▸ EXCERPTED TEXT:
*** Begin section ***

Federation U to export courses:In its second major Asian initiative in a week Federation University has lodged a joint application with Hebei University of Science and Technology, in Shijiazhuang, requesting Chinese Government permission for a joint teaching venture there. It follows work which began four years ago to teach Fed U’s Bachelor of Environmental Science at HUST. If the new proposal is approved four new Federation U degrees will be added with total enrolments of 350 students. HUST has 33 000 students in undergraduate science, engineering and HASS programmes.

Sydney U establishes first-ever China centre: The University of Sydney has launched it’s first-ever offshore facility a centre located in an industrial park in the “historic and beautiful” city of Suzhou, west of Shanghai. As well as teaching, holding seminars and so forth and so on, the centre will “act as an incubator for joint Australia-China research programmes and be a base for university staff when in China.“Today we have around 12 000 Chinese students studying at our campuses in Sydney and more than 200 academic staff studying China directly or collaborating with Chinese researchers. However, despite the closeness of our relationship the University of Sydney has never had a physical address in China, until now,” the university announces.

But how long will China do it our way?: Stories of ever-closer connections between Australian universities is surely money, sorry music, to vice chancellors’ hearts. But you have to wonder how long it will last before the Chinese start suggesting that we should have a go at doing things their way. As Simon Margison asks (CMM March 2) “Whereas the western tradition encourages singularity and universality of thought, with the disciplines each pursuing their universal claims in separation from each other, Chinese thinking encourages creative fusion, often for practical ends. Could this become a signal feature of the evolving East Asian university?”

Chinese scholar Hui Meng from Jilin University addresses the same issue in the new issue of the Australian Journal of Education; “the world’s knowledge production centre may not permanently be located in the west.”

*** End section ***

▸ Phrase grounding data:

*** Begin section ***

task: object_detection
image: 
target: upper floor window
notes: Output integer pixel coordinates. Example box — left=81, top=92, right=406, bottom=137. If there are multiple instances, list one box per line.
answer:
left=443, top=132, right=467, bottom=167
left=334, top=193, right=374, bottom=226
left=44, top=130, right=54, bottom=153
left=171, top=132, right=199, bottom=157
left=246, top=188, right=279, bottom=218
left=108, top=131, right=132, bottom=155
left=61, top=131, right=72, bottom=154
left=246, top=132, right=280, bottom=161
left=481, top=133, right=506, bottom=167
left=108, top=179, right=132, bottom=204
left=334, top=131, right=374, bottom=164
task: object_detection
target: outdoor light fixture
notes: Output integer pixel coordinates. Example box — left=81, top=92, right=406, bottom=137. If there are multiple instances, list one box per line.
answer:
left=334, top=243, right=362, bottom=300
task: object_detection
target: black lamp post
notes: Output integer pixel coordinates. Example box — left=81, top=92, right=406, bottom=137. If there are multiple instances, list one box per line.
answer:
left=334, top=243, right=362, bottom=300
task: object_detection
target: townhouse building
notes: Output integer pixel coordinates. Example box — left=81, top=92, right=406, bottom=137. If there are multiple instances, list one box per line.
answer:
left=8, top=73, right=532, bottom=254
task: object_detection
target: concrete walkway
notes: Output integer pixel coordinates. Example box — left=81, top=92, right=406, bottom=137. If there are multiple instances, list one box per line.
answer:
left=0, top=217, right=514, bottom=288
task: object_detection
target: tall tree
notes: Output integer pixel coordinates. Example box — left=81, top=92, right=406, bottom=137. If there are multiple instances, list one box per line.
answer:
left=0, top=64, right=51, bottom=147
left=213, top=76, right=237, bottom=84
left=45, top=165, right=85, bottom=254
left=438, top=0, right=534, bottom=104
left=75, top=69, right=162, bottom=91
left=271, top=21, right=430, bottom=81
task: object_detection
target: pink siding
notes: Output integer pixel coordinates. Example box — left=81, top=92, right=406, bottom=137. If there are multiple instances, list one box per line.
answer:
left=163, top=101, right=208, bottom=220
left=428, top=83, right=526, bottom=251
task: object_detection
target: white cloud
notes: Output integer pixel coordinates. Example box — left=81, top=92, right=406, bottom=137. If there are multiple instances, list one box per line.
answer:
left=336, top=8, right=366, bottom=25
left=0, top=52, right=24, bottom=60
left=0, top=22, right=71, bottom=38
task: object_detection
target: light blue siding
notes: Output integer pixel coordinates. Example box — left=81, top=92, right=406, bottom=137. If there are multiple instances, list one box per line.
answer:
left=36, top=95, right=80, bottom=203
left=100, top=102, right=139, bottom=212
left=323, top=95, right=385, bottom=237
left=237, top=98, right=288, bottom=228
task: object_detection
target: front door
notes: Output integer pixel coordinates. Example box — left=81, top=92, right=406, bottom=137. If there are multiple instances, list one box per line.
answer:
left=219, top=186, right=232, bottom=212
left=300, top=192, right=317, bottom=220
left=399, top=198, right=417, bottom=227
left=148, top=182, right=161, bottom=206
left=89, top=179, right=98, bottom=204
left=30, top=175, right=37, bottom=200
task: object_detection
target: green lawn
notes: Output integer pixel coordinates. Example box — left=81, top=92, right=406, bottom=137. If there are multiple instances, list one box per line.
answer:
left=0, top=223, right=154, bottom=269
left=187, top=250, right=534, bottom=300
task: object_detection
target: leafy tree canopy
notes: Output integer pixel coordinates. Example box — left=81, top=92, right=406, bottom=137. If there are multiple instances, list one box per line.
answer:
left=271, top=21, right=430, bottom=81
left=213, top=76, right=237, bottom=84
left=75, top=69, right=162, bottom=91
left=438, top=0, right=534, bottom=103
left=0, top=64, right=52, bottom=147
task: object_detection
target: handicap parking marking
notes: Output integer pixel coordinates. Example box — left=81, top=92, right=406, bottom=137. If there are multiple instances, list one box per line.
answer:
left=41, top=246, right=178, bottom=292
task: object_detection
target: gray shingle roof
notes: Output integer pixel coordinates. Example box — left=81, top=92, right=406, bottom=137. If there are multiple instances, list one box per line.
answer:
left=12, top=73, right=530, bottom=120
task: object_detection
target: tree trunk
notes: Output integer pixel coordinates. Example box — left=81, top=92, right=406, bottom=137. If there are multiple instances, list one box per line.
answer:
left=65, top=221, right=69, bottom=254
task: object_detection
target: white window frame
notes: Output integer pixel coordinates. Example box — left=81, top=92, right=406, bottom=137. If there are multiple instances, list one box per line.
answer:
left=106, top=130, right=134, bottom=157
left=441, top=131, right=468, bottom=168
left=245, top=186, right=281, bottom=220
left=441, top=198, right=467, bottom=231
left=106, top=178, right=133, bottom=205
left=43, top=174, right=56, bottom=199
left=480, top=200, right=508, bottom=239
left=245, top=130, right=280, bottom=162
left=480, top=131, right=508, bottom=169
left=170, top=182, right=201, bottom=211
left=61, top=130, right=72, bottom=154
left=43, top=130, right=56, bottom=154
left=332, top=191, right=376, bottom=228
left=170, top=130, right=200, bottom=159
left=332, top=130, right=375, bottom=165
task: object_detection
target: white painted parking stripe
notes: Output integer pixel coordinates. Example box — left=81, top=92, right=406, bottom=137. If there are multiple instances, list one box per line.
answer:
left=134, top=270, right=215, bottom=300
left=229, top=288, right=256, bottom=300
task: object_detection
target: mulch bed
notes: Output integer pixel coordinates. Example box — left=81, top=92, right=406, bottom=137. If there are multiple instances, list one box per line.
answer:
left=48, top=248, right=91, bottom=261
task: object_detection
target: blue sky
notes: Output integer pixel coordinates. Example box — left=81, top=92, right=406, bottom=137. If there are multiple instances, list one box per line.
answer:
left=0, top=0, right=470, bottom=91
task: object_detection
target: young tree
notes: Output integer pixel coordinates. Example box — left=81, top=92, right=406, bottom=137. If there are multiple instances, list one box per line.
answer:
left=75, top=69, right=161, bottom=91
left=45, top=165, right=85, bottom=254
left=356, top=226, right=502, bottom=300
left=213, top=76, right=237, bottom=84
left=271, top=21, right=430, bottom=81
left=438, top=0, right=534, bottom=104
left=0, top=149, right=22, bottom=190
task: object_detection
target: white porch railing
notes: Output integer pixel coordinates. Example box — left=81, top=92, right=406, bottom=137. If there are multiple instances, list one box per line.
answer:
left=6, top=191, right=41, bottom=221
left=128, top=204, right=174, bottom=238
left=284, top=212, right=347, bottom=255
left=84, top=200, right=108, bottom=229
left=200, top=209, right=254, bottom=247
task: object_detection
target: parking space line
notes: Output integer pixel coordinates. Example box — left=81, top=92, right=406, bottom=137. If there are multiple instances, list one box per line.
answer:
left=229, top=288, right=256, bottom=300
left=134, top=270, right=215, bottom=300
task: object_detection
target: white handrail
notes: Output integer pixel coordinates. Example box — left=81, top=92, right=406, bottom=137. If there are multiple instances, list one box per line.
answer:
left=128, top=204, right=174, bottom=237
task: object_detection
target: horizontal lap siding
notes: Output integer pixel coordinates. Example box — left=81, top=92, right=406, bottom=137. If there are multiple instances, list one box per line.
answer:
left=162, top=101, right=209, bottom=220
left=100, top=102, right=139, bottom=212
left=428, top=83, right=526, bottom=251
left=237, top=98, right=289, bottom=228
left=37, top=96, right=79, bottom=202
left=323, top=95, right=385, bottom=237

*** End section ***
*** Begin section ***

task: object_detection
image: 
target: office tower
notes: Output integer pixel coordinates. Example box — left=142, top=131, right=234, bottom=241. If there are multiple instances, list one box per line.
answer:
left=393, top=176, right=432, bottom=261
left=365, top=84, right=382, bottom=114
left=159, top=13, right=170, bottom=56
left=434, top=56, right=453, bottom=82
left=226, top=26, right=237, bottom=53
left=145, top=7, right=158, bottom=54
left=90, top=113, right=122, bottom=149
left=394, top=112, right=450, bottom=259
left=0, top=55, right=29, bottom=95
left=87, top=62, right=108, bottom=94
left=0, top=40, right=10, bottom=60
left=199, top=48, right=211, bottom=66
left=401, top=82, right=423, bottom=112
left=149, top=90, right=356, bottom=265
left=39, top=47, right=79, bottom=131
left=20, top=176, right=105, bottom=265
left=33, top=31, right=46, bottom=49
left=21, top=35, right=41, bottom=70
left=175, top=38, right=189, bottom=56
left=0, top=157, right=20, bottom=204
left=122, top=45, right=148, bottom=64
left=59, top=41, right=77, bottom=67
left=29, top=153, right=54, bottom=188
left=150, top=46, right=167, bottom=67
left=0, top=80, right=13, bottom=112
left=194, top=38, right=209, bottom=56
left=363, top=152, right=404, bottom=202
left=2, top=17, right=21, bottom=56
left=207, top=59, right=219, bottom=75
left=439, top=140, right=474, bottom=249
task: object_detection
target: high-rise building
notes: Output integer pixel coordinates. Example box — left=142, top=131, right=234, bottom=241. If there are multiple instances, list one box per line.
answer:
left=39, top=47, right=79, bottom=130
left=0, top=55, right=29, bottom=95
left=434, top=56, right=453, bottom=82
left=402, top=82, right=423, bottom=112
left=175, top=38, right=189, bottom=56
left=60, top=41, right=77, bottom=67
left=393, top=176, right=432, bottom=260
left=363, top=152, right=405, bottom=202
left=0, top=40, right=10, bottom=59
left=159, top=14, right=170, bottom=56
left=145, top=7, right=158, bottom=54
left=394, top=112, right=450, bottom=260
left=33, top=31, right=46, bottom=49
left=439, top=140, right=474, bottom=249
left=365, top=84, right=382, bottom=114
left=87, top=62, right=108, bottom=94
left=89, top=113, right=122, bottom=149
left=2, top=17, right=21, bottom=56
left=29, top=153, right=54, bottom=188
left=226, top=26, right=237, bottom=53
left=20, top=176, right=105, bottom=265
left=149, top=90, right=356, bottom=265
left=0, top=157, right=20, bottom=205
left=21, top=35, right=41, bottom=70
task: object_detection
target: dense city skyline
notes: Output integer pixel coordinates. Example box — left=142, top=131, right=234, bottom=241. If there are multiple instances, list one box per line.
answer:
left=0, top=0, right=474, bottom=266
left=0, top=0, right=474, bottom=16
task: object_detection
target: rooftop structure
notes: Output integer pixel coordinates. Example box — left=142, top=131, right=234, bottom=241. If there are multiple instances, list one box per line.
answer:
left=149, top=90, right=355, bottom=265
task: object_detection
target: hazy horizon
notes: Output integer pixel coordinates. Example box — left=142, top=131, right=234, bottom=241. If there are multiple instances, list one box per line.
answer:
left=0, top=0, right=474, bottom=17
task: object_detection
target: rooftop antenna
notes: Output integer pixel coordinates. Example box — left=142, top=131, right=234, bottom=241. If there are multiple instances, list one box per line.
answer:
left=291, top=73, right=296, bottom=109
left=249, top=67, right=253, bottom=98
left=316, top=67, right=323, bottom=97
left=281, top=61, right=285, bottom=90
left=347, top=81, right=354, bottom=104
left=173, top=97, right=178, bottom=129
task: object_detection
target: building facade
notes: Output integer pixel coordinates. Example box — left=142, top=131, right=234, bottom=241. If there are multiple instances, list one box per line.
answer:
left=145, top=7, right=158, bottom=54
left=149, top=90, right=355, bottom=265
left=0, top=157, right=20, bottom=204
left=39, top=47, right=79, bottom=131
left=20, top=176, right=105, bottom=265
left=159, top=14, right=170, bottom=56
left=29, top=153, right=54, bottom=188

*** End section ***

▸ YOUR TASKS:
**a.** According to the university news text, in which city is Hebei University of Science and Technology located?
**b.** Using the university news text, state whether each statement holds: (i) Work to teach Fed U's Bachelor of Environmental Science at HUST began four years ago. (ii) The University of Sydney's new centre is located in Shanghai. (iii) Hui Meng is from Jilin University.
**c.** Rewrite the university news text starting with "Federation U to" and going on through "and HASS programmes.", substituting "joint teaching partnership" for "joint teaching venture".

▸ ANSWER SET:
**a.** Shijiazhuang

**b.**
(i) Yes: "It follows work which began four years ago to teach Fed U’s Bachelor of Environmental Science at HUST."
(ii) No: "a centre located in an industrial park in the “historic and beautiful” city of Suzhou, west of Shanghai"
(iii) Yes: "Chinese scholar Hui Meng from Jilin University"

**c.**
Federation U to export courses:In its second major Asian initiative in a week Federation University has lodged a joint application with Hebei University of Science and Technology, in Shijiazhuang, requesting Chinese Government permission for a joint teaching partnership there. It follows work which began four years ago to teach Fed U’s Bachelor of Environmental Science at HUST. If the new proposal is approved four new Federation U degrees will be added with total enrolments of 350 students. HUST has 33 000 students in undergraduate science, engineering and HASS programmes.